▸ DIRECTIONS FOR THIS TASK
Could you set down every entry exactly as it stands, without the images?

=== Begin Enclosure ===

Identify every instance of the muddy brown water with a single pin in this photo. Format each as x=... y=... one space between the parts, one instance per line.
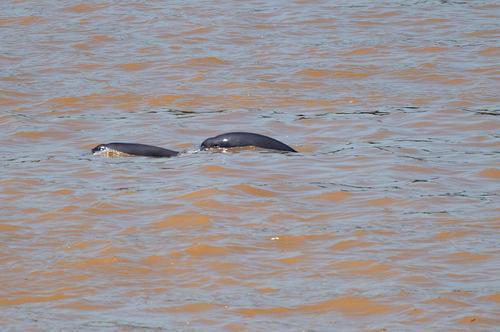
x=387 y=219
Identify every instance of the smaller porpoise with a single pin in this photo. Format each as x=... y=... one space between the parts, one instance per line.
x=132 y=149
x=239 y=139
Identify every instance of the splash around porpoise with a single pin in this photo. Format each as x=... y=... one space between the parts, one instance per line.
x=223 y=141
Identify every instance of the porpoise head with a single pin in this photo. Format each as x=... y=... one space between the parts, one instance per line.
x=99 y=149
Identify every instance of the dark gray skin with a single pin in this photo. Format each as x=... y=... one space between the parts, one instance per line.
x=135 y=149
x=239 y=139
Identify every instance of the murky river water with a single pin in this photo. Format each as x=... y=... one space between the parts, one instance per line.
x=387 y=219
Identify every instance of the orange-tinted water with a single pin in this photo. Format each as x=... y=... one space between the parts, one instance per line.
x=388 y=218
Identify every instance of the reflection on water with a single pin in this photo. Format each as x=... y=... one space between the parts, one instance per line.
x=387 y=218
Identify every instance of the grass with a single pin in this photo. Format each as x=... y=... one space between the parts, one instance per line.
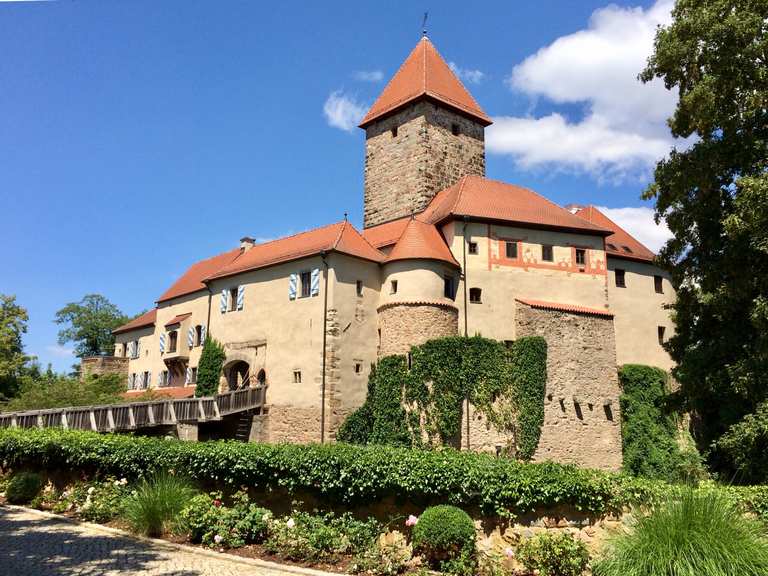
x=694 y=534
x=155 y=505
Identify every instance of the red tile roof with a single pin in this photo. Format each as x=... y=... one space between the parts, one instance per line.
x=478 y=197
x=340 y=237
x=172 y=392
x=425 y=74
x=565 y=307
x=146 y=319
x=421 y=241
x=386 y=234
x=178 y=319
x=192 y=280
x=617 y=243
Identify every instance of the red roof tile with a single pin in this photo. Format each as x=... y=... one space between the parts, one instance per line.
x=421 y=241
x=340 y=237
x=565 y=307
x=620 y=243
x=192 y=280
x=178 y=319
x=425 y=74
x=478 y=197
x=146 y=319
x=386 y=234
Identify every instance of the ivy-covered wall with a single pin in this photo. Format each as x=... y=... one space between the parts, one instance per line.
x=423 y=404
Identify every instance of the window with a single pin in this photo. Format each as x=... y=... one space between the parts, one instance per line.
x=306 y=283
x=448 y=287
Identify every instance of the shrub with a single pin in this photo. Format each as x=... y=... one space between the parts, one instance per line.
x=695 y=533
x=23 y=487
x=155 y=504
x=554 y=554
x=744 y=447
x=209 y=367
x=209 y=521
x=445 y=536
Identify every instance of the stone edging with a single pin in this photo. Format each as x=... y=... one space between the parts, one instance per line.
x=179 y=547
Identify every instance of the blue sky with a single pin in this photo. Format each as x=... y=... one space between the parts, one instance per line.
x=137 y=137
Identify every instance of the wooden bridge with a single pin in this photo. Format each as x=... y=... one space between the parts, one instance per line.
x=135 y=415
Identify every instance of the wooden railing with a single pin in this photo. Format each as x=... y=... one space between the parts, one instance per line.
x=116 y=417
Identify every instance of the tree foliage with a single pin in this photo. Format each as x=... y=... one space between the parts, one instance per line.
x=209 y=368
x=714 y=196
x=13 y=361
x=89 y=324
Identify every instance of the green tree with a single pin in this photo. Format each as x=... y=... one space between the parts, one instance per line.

=== End Enclosure ===

▸ YOUR RESPONSE
Identify every instance of the muddy brown water with a single pin in this photo. Format each as x=... y=... one space between the parts, one instance per line.
x=387 y=219
Identify every instance of the smaller porpoise with a single pin in this photo. Format each as x=... y=... one space between the parts, one instance per line.
x=132 y=149
x=239 y=139
Identify every instance of the splash around porpoise with a single pin in this photo. Format each as x=... y=... one space between the parts, one instance per line.
x=223 y=141
Identify every instance of the porpoise head with a single pin in this photo. Format each as x=... y=... one space between the parts, one instance per line.
x=99 y=149
Identify every instance of the dark gray skin with a single pin in this photo. Format each as x=... y=... one space between the parts, one instance per line.
x=135 y=149
x=239 y=139
Identify every instance of the murky river water with a single pin in this photo. Format each as x=... y=... one space between the parts, one instance per line.
x=387 y=219
Identify every instance of the orange-tinted water with a single pin in this photo. Format each as x=... y=... one space between the parts, one instance per line.
x=388 y=218
Identify every instance of the reflection on water with a single pin in this photo. Format each as x=... y=... one space between the parts, one instance per line.
x=387 y=218
Identify every instance of the grass with a single pin in this photo. Format each as x=... y=... one space between the parts, one instance per line.
x=694 y=534
x=155 y=505
Identify every instance of the red tile roof with a single pin in this photo. Format each as x=... y=... one space between the parts, one instance per line.
x=478 y=197
x=340 y=237
x=172 y=392
x=425 y=74
x=565 y=307
x=146 y=319
x=421 y=241
x=386 y=234
x=178 y=319
x=192 y=280
x=617 y=243
Identify every instance of the red roof tile with a single pin in this photo. Format each as x=... y=... one space between the parts, one instance per line.
x=421 y=241
x=340 y=237
x=565 y=307
x=620 y=243
x=192 y=280
x=178 y=319
x=425 y=74
x=478 y=197
x=146 y=319
x=386 y=234
Identify every instance of the ivy-covered wall with a single pin in this photo. Format each as x=... y=... one space between the parts, one instance per line.
x=423 y=404
Identify every instance of the window with a single pin in this photo. Format each as x=... y=... one space between the parts, one instance per line.
x=306 y=283
x=448 y=287
Identify every instance of the shrub with a single pin in this photo. Format each as x=... y=... one space between the parts, one instance per line.
x=695 y=533
x=23 y=487
x=155 y=504
x=554 y=554
x=744 y=447
x=209 y=367
x=209 y=521
x=445 y=536
Identify every instance of the stone edging with a single pin in this photo. Format each as x=... y=... one space between the parts, one instance per line.
x=179 y=547
Identify every instance of the blue sky with a single pin in this photo. Format each as x=... y=... one space between the parts, one instance per line.
x=137 y=137
Identify every instance of the wooden bridge with a single pin in this photo. Format each as x=... y=... one space between the parts, one instance per line.
x=135 y=415
Identify every instance of the wooden railing with a single pin in this photo. Format each as x=... y=... one space between the parts, one instance per line.
x=116 y=417
Identify every instance of the tree foliage with a single pin in this photo. Format each as x=... y=... one space between the parts, one instance per line.
x=209 y=368
x=714 y=196
x=13 y=361
x=89 y=324
Identify every instance of the green tree with a single pin in this photo. Format each as x=... y=... one space between the parts, one instance per line.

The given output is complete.